Houweling's Nurseries Oxnard et al v. Robertson
Filing
87
MEMORANDUM DECISION denying 59 Motion to Amend/Correct Scheduling Order and Re-Open Fact Discovery. Signed by Magistrate Judge Paul M. Warner on 11/23/16. (jlw)
IN THE UNITED STATES DISTRICT COURT FOR THE DISTRICT OF UTAH
CENTRAL DIVISION
HOUWELING’S NURSERIES OXNARD,
INC. et al.,
MEMORANDUM DECISION
AND ORDER
Plaintiffs and Counterclaim Defendants,
Case No. 2:14-cv-00611-JNP-PMW
v.
GEORGE ROBERTSON,
Defendant and Counterclaimant.
District Judge Jill N. Parrish
Magistrate Judge Paul M. Warner
Before the court is a motion by defendant and counterclaimant George Robertson to
amend the scheduling order and re-open fact discovery.1 Plaintiffs and counterclaim defendants
Houweling’s Nurseries Oxnard, Inc., Houweling Utah Property, Inc., HNL Holdings Ltd.,
Houweling Utah Holdings, Inc., and HNL Utah Holding Ltd. (collectively “Plaintiffs”) oppose
the motion. A motion for summary judgment is pending.

**Given data:**
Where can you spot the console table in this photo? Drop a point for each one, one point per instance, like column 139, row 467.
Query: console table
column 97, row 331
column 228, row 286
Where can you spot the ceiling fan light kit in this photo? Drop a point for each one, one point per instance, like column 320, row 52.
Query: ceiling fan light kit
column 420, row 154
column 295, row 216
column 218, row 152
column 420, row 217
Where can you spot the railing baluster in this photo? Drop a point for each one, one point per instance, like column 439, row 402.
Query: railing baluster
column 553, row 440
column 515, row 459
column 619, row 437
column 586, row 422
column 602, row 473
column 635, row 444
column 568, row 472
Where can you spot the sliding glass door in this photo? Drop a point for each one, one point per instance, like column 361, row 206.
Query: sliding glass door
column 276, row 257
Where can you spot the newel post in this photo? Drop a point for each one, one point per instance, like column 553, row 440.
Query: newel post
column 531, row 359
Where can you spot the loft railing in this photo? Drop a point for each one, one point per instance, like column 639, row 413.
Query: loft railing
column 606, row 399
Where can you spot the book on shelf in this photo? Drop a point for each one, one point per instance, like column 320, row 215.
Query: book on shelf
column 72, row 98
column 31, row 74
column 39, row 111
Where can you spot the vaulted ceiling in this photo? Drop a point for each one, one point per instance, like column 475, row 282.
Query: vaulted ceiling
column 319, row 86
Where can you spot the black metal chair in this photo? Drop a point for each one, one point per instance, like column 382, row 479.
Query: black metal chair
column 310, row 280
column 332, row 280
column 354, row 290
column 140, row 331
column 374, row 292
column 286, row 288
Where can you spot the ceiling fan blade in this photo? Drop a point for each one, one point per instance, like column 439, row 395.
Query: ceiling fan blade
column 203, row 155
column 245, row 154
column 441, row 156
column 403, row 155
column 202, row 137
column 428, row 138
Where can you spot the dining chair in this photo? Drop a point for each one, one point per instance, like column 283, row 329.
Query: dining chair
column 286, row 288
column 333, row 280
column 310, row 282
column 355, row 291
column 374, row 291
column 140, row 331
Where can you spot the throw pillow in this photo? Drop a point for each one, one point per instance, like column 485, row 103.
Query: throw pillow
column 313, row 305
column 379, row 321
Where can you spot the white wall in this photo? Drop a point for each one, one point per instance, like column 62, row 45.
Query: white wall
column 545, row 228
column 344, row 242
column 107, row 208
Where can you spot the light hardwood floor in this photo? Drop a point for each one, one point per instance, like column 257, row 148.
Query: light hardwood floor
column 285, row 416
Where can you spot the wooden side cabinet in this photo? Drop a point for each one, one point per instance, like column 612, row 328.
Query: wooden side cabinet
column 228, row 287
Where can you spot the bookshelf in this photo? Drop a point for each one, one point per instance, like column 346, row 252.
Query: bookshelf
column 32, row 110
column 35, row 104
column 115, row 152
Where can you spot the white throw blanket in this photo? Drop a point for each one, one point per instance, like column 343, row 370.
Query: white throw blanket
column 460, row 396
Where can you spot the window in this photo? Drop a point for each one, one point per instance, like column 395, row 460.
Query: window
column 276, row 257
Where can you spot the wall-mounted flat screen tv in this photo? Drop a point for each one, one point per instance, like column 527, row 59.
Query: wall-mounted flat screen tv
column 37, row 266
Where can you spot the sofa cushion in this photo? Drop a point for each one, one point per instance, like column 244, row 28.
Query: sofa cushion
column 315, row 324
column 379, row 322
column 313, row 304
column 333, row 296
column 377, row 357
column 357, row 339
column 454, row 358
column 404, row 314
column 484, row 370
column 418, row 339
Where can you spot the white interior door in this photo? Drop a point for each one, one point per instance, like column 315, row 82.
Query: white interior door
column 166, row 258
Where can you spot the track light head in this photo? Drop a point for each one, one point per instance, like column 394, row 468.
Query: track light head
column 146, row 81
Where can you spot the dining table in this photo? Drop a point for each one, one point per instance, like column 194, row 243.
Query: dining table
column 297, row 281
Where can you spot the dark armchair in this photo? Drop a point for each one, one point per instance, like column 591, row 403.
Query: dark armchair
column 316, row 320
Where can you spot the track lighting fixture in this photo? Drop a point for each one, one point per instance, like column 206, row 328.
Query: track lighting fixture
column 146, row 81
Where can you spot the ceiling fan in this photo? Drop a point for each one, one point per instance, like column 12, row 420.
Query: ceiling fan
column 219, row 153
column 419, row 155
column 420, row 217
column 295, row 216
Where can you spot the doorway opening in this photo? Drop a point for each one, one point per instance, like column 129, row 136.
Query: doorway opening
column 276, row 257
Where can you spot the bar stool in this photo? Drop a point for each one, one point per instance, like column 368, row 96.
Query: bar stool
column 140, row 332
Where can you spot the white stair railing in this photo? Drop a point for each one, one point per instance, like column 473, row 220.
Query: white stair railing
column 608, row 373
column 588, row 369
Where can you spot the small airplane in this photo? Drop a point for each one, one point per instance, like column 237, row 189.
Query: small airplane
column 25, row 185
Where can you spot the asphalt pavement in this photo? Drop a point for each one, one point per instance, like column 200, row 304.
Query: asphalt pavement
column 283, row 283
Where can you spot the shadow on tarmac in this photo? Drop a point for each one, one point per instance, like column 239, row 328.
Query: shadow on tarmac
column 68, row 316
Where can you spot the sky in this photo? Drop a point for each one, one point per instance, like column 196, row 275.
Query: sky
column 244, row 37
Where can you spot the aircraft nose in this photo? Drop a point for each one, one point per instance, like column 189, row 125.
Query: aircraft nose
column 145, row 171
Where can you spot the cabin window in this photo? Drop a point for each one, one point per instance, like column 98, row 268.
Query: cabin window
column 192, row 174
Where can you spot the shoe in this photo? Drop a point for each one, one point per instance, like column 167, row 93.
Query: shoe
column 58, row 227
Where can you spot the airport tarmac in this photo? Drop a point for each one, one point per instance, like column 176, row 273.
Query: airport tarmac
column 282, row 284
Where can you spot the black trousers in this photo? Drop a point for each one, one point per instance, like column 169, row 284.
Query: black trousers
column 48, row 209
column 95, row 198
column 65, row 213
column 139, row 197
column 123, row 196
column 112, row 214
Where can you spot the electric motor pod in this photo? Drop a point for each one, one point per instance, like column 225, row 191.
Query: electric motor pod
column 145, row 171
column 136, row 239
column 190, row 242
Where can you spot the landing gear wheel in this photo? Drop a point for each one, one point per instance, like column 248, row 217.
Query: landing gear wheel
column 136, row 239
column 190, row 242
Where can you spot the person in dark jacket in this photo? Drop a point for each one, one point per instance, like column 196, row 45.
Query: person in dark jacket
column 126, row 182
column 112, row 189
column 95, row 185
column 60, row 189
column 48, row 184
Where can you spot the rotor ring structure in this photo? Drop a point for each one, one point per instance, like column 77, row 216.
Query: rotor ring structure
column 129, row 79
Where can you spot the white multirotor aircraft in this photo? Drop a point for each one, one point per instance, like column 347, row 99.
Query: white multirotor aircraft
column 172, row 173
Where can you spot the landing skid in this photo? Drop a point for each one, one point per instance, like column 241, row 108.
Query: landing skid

**Set exercise:**
Answer these questions about the memorandum decision:
1. Which magistrate judge signed the decision, and on what date?
2. What case number does the decision carry?
3. What motion does the decision say is pending?

**Result:**
1. Magistrate Judge Paul M. Warner signed it on 11/23/16.
2. 2:14-cv-00611-JNP-PMW
3. A motion for summary judgment.